27/11/2008

Mudam-se os tempos...


Ontem a minha avó materna falava-me da 1ª Guerra Mundial. Isso mesmo, a primeira! Ela nasceu em 1908 e quando a guerra terminou tinha 10 anos. Daí ter lembranças bem vivas desses tempos terríveis. Lembra-se de, no dia 4 de Julho, um submarino alemão ter bombardeado - aliás, ressalvou ela, não foram bombas, foram granadas! - a cidade mas que, por falta de pontaria e por acção do Orion, um barco de guerra aqui estacionado, os obuses atingiram antes a Fajã de Cima, que, na altura, era longe, longe da cidade e ficava em pleno campo!
Fiquei a pensar no que será ter 100 anos, ter assistido a tantas guerras, a tanta evolução - do rádio para a televisão para a Internet, dos zepelins para o avião para as aeronaves, da morte por tuberculose para a morte por SIDA, da iluminação a gás para a electricidade para as energias renováveis... tanta, tanta mudança.
Ontem lembrei-me do meu avó paterno, que combateu na 1ª Guerra Mundial, nas trincheiras francesas, e de lá trouxe maleitas e memórias que nunca passaram.
Nós, que vivemos para o imediato, que não temos tempo para fazer um verdadeiro balanço da nossa vida, que queremos sempre mais e mais rápido e mais fácil, que será dito de nós daqui a 50 anos? 100 anos?
Ontem o meu filho fez 16 anos. Sweet sixteen. Para ele, a 1ª Guerra Mundial é uma relíquia das lembranças da bisavó. Uma guerra de carolas, de heróis de BD, de filmes da Disney.
Ontem senti que pertencia a geração nenhuma. Será que estou a ficar velha?

24/11/2008

PSSST!


De flores e peixes
Bem sei que a flor em questão não faz parte dos nossos cenários habituais. Não se encontra à beira da estrada, não pontilha os campos de azul nem cobre encostas de amarelo. Mas existe em profusão. De cor e variante. Chama-se prótea. Exacto. PRÓ-TE-A. Com acento no Ó. Não é proteia, próteia ou quejandos. Se assim fosse, que chamaríamos àquele simpático peixinho de carne branca e sabor tão popular na nossa cozinha? Abróteia? Tinha graça: ó Sr. Luís, prepare-me aí uma abróteiazinha cozida com couve e batata! É de hoje, a abróteia?
Prótea e abrótea assemelham-se apenas no facto de serem palavras esdrúxulas e de terem terminação semelhante. Aliás, quando falamos, é comum colocarmos o som de “i” no meio de sílabas cujos sons vocálicos sejam “e-a”; fica mais fácil. Como “vaguear”, “passear” ou “laurear”. A pevide… ou não.
Então, fica decidido: prótea é o género-tipo de uma planta ornamental da família das proteáceas. Palavra que não deve ser confundida com protéases, algo de muito complexo ligado às enzimas, proteínas e aminoácidos.
Por esse mundo fora, «protea» (à inglesa) pode também ser o nome de um carro criado nos anos 50 ou de uma equipa de críquete, tudo na África do Sul; ou de um asteróide, o 9313 Protea, mais precisamente, lá para os lados da cintura principal.

[Registos de pontos etiquetados]
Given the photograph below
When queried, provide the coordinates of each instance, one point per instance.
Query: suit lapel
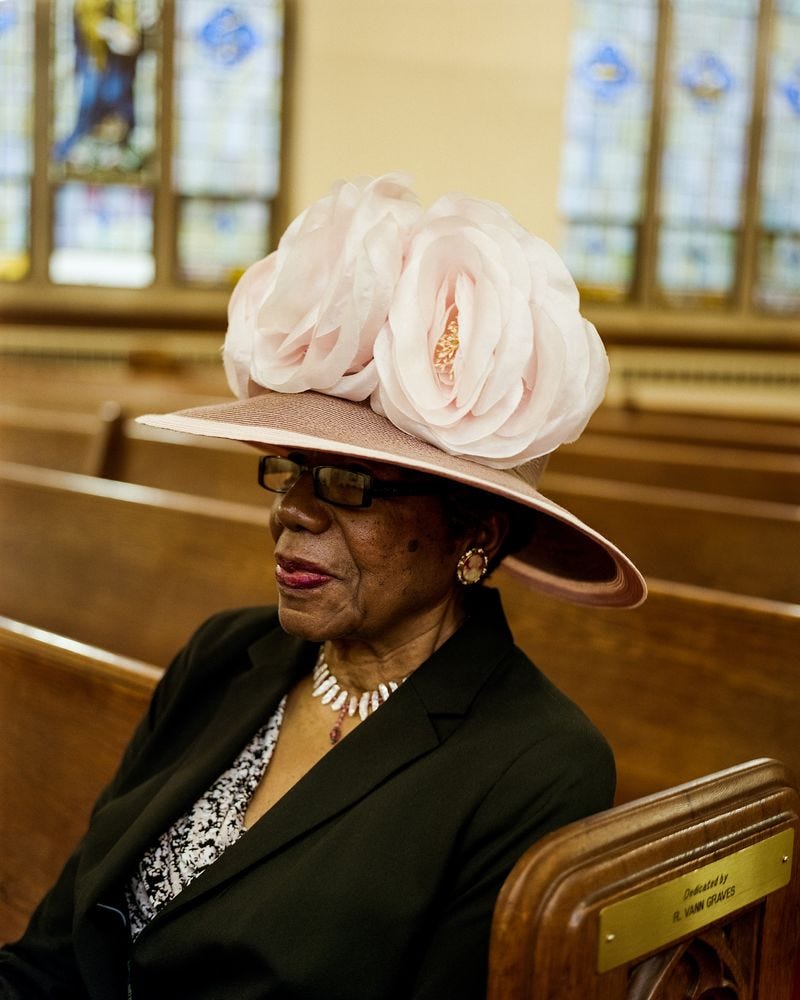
(132, 822)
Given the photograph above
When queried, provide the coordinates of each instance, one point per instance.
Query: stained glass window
(778, 285)
(672, 193)
(709, 100)
(103, 235)
(154, 150)
(228, 64)
(16, 135)
(607, 119)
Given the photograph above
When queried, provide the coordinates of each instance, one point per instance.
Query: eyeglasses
(335, 485)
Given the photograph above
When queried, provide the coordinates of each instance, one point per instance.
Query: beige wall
(463, 94)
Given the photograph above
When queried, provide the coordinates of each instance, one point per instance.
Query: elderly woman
(325, 798)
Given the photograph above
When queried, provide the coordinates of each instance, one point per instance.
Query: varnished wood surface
(729, 471)
(545, 935)
(66, 712)
(692, 681)
(125, 567)
(726, 543)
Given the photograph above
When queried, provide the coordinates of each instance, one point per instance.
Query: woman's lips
(295, 574)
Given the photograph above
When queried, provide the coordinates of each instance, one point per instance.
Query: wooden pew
(66, 712)
(135, 570)
(736, 472)
(726, 543)
(700, 538)
(185, 463)
(80, 386)
(718, 431)
(58, 439)
(693, 892)
(124, 567)
(690, 682)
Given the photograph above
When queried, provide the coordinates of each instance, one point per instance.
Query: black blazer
(374, 877)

O que fazer -
Transcreva do excerto, sem qualquer alteração, o trecho que vai de "Nós, que vivemos" a "a ficar velha?".

A resposta -
Nós, que vivemos para o imediato, que não temos tempo para fazer um verdadeiro balanço da nossa vida, que queremos sempre mais e mais rápido e mais fácil, que será dito de nós daqui a 50 anos? 100 anos?
Ontem o meu filho fez 16 anos. Sweet sixteen. Para ele, a 1ª Guerra Mundial é uma relíquia das lembranças da bisavó. Uma guerra de carolas, de heróis de BD, de filmes da Disney.
Ontem senti que pertencia a geração nenhuma. Será que estou a ficar velha?